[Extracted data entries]

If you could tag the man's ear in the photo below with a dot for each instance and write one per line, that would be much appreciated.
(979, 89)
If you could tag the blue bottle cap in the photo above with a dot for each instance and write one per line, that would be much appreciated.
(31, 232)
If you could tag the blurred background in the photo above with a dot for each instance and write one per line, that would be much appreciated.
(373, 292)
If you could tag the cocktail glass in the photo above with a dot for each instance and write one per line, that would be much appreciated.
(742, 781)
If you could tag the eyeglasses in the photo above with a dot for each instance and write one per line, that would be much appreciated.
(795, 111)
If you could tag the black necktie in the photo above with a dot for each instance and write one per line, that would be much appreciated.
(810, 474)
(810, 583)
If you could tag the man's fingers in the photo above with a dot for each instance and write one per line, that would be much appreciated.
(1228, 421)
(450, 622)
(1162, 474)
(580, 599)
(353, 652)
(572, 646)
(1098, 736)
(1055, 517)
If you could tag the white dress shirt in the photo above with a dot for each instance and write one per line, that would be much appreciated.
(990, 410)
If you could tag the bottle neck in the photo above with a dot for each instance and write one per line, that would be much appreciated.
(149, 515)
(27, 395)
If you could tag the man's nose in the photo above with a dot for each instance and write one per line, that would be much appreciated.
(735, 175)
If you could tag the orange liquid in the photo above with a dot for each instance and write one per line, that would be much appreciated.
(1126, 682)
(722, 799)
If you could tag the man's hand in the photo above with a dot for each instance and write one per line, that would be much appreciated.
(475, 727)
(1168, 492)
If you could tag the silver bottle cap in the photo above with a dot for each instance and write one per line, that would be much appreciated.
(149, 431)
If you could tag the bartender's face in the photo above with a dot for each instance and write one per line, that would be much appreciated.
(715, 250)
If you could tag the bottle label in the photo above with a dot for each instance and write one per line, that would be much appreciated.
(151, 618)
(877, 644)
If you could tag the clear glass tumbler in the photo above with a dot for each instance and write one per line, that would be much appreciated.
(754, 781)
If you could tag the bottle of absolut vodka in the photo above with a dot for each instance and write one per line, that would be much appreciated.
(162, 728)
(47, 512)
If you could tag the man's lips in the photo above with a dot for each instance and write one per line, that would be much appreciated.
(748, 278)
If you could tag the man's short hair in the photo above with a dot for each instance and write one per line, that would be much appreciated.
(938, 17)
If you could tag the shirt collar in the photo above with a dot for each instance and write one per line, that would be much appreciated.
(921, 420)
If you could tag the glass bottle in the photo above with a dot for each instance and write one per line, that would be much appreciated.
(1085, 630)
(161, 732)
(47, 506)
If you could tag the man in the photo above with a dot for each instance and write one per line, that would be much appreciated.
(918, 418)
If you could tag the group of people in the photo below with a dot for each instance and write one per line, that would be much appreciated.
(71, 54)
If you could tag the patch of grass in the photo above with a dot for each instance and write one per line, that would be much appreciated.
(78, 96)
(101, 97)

## Objective
Repeat every one of the records above verbatim, line by line, without changing a single character.

## Solution to the exercise
If you could tag the man's ear in the photo below with a dot for each instance and write one per line, that would be much appreciated.
(979, 89)
If you could tag the blue bottle cap in the photo above with a dot for each instance and write one per line, that would be much appreciated.
(31, 232)
If you could tag the blurred background in the photo above with a dot for each instance and write one per line, that would be much appreciated.
(373, 292)
If you could tag the cocktail glass in the photo above with a dot for each instance and write one per line, that would be much appreciated.
(742, 781)
If you could tag the eyeglasses in the photo above with a dot for each instance and write one per line, that would be much appreciated.
(795, 111)
If you could tag the black necktie in the photo above with a dot for each instance and write one per line, that would be much appreciated.
(810, 474)
(810, 583)
If you could tag the man's fingers in the photo above with a dot for each instance and write one per line, that would be much appreciated.
(1228, 421)
(450, 622)
(1162, 474)
(580, 599)
(353, 652)
(572, 646)
(1098, 736)
(1055, 517)
If you could tag the white dress shirt in the photo above with a dot for each instance and write one per line, that would be much appreciated.
(990, 410)
If you could tag the bottle neck in the photo above with a dot for each instance and write one per line, that would be much appreciated.
(149, 515)
(27, 395)
If you could tag the man's nose in the photo above with a dot for each instance and write one per line, that would be much appreciated.
(735, 175)
If you could tag the orange liquid in the photo above with a dot for each instance and write one per line, that would be much appreciated.
(1126, 682)
(722, 799)
If you could tag the man's hand in the photo above with a dot for each instance and write one per line, that would be much appreciated.
(475, 727)
(1168, 492)
If you could tag the silver bottle cap in the photo above with a dot for each instance and write one per line, that would be much appreciated.
(149, 431)
If you could tag the bartender's face in the photo above with a dot for each instance and write one per line, that would be much appreciated.
(715, 250)
If you could tag the bottle label in the photo above with a dot for each instance and write one per line, that would be much appreciated.
(151, 618)
(877, 644)
If you could tag the clear glass tumbler in the photo above with a dot for each instance and write one per line, that would be much appreciated.
(754, 781)
If you could tag the bottle of absolut vodka in the photo above with a dot for each instance and write one per line, that would be much appreciated.
(162, 728)
(47, 512)
If you could tag the man's lips in the photo above with a dot for each instance and write one per line, that would be much appreciated.
(748, 278)
If you could tag the man's short hair in the photo above with a dot for each instance and write one per line, that would be much appreciated.
(938, 17)
If you could tag the shirt collar in the photo above with a dot for each instance and write one per line, that would be much appreciated.
(921, 420)
If you could tag the glass bottle in the photo above with a dot for each instance and write one per line, that would be much appreciated.
(1085, 630)
(161, 732)
(47, 506)
If you could tag the man in the photo above with a dot for each instance and write one per line, that would be much appreciated.
(918, 418)
If you could tag the group of people in the photo below with a dot for each instance and write one per line, that would be much appreciated.
(71, 54)
If you could tag the patch of grass in the photo above with a dot for each instance and write one per line, that would be much appreciated.
(78, 96)
(101, 97)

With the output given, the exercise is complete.